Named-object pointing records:
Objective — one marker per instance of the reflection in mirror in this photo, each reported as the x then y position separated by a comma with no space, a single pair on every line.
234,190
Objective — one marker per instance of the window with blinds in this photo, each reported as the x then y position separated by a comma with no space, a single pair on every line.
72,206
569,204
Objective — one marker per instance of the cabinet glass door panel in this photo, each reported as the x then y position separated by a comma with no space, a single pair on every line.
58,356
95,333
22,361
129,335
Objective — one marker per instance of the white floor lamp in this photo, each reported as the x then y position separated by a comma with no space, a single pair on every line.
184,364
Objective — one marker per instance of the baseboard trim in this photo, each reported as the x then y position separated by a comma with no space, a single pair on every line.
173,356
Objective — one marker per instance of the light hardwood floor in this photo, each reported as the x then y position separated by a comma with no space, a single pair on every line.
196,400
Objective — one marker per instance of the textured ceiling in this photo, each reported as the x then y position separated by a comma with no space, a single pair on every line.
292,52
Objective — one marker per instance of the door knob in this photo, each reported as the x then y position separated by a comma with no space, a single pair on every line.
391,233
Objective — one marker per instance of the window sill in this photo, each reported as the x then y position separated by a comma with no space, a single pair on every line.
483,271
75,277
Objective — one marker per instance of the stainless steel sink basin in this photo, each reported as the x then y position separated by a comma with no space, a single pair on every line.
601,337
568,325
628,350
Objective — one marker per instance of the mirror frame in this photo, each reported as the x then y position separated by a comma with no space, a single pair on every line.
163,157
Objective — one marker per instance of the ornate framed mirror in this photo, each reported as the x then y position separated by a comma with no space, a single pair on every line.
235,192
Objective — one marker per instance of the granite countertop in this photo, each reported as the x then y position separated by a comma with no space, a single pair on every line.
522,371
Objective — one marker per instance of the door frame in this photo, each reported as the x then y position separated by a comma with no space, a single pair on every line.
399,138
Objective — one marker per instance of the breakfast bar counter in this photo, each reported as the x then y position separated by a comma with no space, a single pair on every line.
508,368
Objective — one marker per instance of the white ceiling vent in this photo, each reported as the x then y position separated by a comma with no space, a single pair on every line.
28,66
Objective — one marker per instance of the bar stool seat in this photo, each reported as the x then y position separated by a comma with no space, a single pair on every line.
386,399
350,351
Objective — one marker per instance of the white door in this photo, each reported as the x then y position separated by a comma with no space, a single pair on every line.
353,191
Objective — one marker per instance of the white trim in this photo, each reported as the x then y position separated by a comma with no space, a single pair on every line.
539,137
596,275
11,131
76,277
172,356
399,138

### [TASK DETAILS]
Transcribe every entry verbatim.

### [THE RESPONSE]
Objective — one marker per instance of the reflection in mirror in this photo, each reported as the x then y position separated by a comma with no space, a single pair on every line.
234,190
Objective — one marker per instance of the window with blinds in this photo, each reported as the x then y position separated by a comma with no space, a single pair on every line.
72,206
569,204
Objective — one marker per instance of the cabinet glass door panel in this photo, each reported as the x then y position separated by a comma with no space, a single pair on every line.
58,356
95,333
22,361
129,335
Objective — one marker per instance of the white floor lamp in this photo, each reported as the x then y position separated by a comma with no space, a single pair on every line.
184,364
Objective — one marker per instance of the baseboard trim in this photo, each reported as the x then y position separated by a comma with no space, a single pair on every line.
173,356
Objective — one marker per instance of the light hardwood floor in this photo, each reported as the x then y position separated by a comma with no space, a single pair on every line.
196,400
Objective — one marker per instance of the textured ceiling in this photo, each reported as the x then y position separated by a comma with no space, a single pair on every line.
292,52
Objective — one marker per instance of the door knob in this photo, each reported as the x then y position separated by a comma with no space, a single pair on every line.
391,233
Objective — one marker per instance of the window sill in this photo, each reported as the x then y position separated by a comma with no space, a single pair on every line.
483,271
75,277
Objective — one marker per instance of the stainless steel sink basin in this photo, each reported as the x then y position separated by a comma with no space, a single pair on every line.
601,337
568,325
628,350
Objective — one marker per instance of the mirror frame in this photo, each reported as the x then y position separated by a comma with no space, a single pair on every line.
163,157
Objective — one marker per instance of the ornate framed mirror in this photo, each reported as the x then y position separated by a comma with no space, a single pair on every line.
235,192
Objective — one marker per instance of the granite countertop in this photo, each reported as the x then y position separated by a comma with no space, a single pair on every line.
522,371
Objective — one marker per instance of the door frame in this photo, each reported as the x then y position separated by a comma with no space, a single pair on every line.
399,138
Objective — one marker per instance of the breakfast bar counter in this photo, each reported as the x then y position separated by a comma with no space, a single pair on every line.
508,368
Objective — one marker per instance of the white ceiling vent in this photo, each reported as the x then y position separated by a comma with no space, a single pair on every line.
28,66
Objective — one marker per instance of the bar stool seat in this photo, each reported as the x then y position separated by a comma with no space, a single pair on every line.
386,399
350,351
Objective — one marker per instance of the white door in this photo, each reported as the x then y position separated by a comma with no space, a single pair on every line.
353,191
Objective — one marker per instance of the white trim in this photo, each reported as the x then y position separated by a comma with no space, a single pair on every line.
539,137
596,275
11,131
76,277
172,356
399,138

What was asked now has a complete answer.